# Start of Record excerpts
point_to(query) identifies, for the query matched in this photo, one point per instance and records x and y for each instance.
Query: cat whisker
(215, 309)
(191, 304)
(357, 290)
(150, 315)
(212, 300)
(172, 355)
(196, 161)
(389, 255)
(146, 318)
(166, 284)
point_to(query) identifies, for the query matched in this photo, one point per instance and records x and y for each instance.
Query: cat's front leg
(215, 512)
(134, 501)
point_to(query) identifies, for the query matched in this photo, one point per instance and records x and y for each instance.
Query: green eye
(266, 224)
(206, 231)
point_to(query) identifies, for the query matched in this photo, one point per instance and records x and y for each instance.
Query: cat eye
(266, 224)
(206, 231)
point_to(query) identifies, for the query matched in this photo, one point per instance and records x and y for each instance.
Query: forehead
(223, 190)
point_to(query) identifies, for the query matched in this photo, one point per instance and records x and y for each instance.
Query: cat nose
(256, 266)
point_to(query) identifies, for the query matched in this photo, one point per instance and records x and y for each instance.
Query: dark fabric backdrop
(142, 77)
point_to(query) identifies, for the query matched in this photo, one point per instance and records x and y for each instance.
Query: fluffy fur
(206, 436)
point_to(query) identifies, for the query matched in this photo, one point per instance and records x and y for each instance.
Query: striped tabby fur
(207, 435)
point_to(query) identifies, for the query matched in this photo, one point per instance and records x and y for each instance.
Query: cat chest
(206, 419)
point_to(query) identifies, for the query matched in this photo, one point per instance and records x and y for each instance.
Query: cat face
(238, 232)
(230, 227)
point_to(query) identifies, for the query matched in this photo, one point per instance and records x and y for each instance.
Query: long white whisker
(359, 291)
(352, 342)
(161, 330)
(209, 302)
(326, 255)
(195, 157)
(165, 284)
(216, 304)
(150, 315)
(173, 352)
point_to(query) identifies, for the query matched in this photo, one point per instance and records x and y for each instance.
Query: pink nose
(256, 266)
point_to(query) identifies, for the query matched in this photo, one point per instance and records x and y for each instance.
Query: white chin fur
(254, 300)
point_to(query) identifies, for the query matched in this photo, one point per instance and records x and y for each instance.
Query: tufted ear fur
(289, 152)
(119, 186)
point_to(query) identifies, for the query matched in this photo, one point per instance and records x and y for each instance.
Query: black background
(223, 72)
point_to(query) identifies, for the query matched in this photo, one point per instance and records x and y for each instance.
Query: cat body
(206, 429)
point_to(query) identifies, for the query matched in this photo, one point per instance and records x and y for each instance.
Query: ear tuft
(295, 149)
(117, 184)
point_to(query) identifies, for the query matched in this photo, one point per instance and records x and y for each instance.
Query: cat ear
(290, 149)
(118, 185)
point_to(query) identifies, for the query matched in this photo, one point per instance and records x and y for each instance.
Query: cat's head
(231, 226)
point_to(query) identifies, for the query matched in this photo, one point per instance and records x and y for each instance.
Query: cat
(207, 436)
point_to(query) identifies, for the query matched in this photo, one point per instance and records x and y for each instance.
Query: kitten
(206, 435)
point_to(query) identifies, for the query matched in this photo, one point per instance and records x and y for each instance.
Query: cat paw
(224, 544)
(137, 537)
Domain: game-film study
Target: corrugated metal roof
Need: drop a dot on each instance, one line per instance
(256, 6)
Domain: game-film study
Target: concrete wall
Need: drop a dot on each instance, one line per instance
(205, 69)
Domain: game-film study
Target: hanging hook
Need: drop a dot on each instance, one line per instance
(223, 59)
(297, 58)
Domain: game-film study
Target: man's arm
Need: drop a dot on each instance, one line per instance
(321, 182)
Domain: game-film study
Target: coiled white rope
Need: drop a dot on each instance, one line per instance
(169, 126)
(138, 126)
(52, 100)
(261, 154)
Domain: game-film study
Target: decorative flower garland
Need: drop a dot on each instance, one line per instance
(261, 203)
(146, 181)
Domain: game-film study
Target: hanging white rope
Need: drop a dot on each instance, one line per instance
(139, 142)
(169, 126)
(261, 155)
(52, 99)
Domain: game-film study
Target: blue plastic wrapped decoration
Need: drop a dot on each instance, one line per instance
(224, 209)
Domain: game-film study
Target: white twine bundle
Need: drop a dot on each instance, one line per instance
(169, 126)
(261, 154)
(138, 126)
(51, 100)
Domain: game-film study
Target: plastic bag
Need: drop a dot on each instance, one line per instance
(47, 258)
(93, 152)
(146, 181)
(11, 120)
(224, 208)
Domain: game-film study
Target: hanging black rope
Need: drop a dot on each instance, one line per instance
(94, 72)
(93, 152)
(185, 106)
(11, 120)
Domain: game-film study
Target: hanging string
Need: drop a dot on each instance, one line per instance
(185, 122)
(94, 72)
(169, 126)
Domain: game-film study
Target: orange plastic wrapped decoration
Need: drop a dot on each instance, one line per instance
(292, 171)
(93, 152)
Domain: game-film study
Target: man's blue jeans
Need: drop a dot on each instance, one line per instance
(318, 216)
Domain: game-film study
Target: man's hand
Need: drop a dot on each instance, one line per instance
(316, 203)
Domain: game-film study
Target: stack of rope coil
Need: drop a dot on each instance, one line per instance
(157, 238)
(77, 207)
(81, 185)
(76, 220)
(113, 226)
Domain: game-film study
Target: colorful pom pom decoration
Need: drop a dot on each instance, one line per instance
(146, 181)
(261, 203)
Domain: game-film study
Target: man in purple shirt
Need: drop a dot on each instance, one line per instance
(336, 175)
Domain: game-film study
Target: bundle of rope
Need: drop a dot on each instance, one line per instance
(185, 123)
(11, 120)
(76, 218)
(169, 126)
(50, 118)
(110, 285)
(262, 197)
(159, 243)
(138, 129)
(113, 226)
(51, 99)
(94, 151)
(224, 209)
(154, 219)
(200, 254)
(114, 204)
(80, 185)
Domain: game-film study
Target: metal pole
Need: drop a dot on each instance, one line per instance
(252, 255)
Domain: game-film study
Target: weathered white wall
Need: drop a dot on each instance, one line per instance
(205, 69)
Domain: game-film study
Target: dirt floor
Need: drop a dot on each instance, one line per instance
# End of Record excerpts
> _Task instructions_: Repeat the entries above exactly, leaving nothing out.

> _Output of the exercise_:
point_to(query) identifies, for the query matched in this photo, one point per instance and records x and y for each instance.
Query: cat whisker
(215, 309)
(191, 304)
(357, 290)
(150, 315)
(212, 300)
(172, 355)
(196, 161)
(389, 255)
(146, 318)
(166, 284)
point_to(query) identifies, for the query matched in this photo, one point per instance and records x and y for each instance.
Query: cat's front leg
(215, 512)
(134, 501)
point_to(query) identifies, for the query matched in this photo, one point per instance and records x and y for each instance.
Query: green eye
(266, 224)
(206, 231)
point_to(query) identifies, for the query matched in this photo, one point per instance and records x and y for each instance.
Query: cat eye
(266, 224)
(206, 231)
point_to(query) identifies, for the query matched in this photo, one point per instance and records x and y for each instance.
Query: forehead
(223, 190)
point_to(query) identifies, for the query matched in this photo, one point per instance and records x and y for each instance.
Query: cat nose
(256, 266)
point_to(query) identifies, for the query matched in this photo, one point per instance and records x and y for each instance.
Query: dark fabric backdrop
(142, 77)
point_to(query) identifies, for the query matched in this photo, one point per instance and records x and y for each instance.
Query: fluffy fur
(206, 436)
point_to(query) identifies, for the query matched in this photo, one point per instance and records x and y for each instance.
Query: striped tabby fur
(207, 435)
point_to(query) identifies, for the query matched in this photo, one point per instance and records x and y for each instance.
Query: cat chest
(206, 419)
point_to(query) identifies, for the query matched in this photo, one point per instance and records x and y for each instance.
Query: cat face
(238, 232)
(230, 227)
point_to(query) identifies, for the query matched in this photo, one point per instance and records x and y for each instance.
Query: long white whisker
(359, 291)
(352, 342)
(161, 330)
(209, 302)
(326, 255)
(195, 157)
(165, 284)
(216, 304)
(150, 315)
(173, 352)
point_to(query) identifies, for the query matched in this photo, one point per instance and records x and y for each instance.
Query: pink nose
(256, 266)
point_to(query) identifies, for the query matched in this photo, one point per instance and records x and y for each instance.
Query: white chin fur
(254, 300)
point_to(query) identifies, for the query matched in this photo, one point per instance and records x and y for each instance.
Query: tufted ear fur
(289, 152)
(119, 186)
point_to(query) identifies, for the query matched in this photo, one point per instance and records x and y for each instance.
Query: black background
(223, 72)
point_to(query) identifies, for the query matched in this photo, one point per instance and records x and y for each instance.
Query: cat body
(206, 429)
point_to(query) identifies, for the query matched in this photo, one point per instance and records x and y for each instance.
Query: ear tuft
(295, 149)
(117, 184)
point_to(query) identifies, for the query matched in this photo, one point per instance and records x and y for each instance.
Query: cat ear
(290, 149)
(118, 185)
point_to(query) identifies, for the query matched in this photo, one point per instance and records x and y for each instance.
Query: cat's head
(231, 226)
point_to(query) identifies, for the query matched in this photo, one point per instance and records x and y for each instance.
Query: cat
(207, 436)
point_to(query) identifies, for the query matched in this photo, one point per instance and records x and y for each instance.
Query: kitten
(206, 435)
point_to(query) identifies, for the query matched in this photo, one point per instance and records x and y for each instance.
Query: cat paw
(224, 544)
(137, 537)
Domain: game-film study
Target: corrugated metal roof
Need: drop a dot on each instance, one line per instance
(256, 6)
Domain: game-film study
Target: concrete wall
Need: drop a dot on each instance, one line per instance
(205, 69)
Domain: game-film study
Target: hanging hook
Need: drop a dot on each instance, one line per instance
(223, 59)
(297, 58)
Domain: game-film study
Target: man's arm
Need: drop a dot on each instance, one line per instance
(321, 182)
Domain: game-film study
Target: coiled white rope
Need: drop a dot on each instance, one line per instance
(169, 126)
(138, 126)
(52, 100)
(261, 154)
Domain: game-film study
Target: decorative flower garland
Need: drop a dot on each instance, one line per instance
(261, 203)
(146, 181)
Domain: game-film study
Target: hanging white rope
Need: drop a dot on each instance, one line per instance
(139, 142)
(169, 126)
(261, 155)
(52, 99)
Domain: game-film study
Target: blue plastic wrapped decoration
Need: drop a dot on each instance, one line per instance
(224, 209)
Domain: game-film study
Target: white twine bundle
Need: drop a dot on each instance, one line per instance
(169, 126)
(261, 154)
(138, 126)
(51, 100)
Domain: game-film study
Target: plastic bag
Need: drop a dot on each instance, one line per instance
(47, 258)
(93, 152)
(146, 181)
(11, 120)
(224, 208)
Domain: game-film study
Target: hanging black rope
Need: drop a dot on each instance, one line per instance
(94, 72)
(93, 152)
(185, 106)
(11, 120)
Domain: game-film study
Target: hanging string
Need: drop a dot on each instance, one line per instance
(185, 122)
(94, 72)
(169, 126)
Domain: game-film study
Target: orange plastic wrapped decoration
Need: drop a dot on each instance, one line per instance
(292, 171)
(93, 152)
Domain: game-film study
Target: man's blue jeans
Need: drop a dot on each instance, one line per instance
(318, 216)
Domain: game-film study
Target: man's hand
Need: drop a dot on each instance, one line per instance
(316, 203)
Domain: game-film study
Target: stack of rope coil
Need: drop a dot on each instance, one line per instance
(157, 238)
(77, 207)
(81, 185)
(76, 220)
(113, 226)
Domain: game-film study
Target: colorful pom pom decoration
Need: drop a dot on each instance, one line per instance
(146, 181)
(261, 203)
Domain: game-film study
Target: man in purple shirt
Need: drop a dot on each instance, one line per instance
(336, 175)
Domain: game-film study
Target: bundle of rope
Need: drop a dot on each instance, one line per instance
(185, 123)
(11, 120)
(76, 218)
(169, 126)
(50, 118)
(110, 285)
(262, 197)
(159, 243)
(138, 129)
(113, 226)
(51, 99)
(94, 151)
(224, 209)
(154, 219)
(200, 254)
(114, 204)
(80, 185)
Domain: game-film study
Target: metal pole
Need: drop a dot on each instance, one line per instance
(252, 255)
Domain: game-film study
Target: weathered white wall
Need: drop a dot on each instance, one line per instance
(205, 69)
Domain: game-film study
Target: dirt floor
Need: drop a dot on each instance, one line per instance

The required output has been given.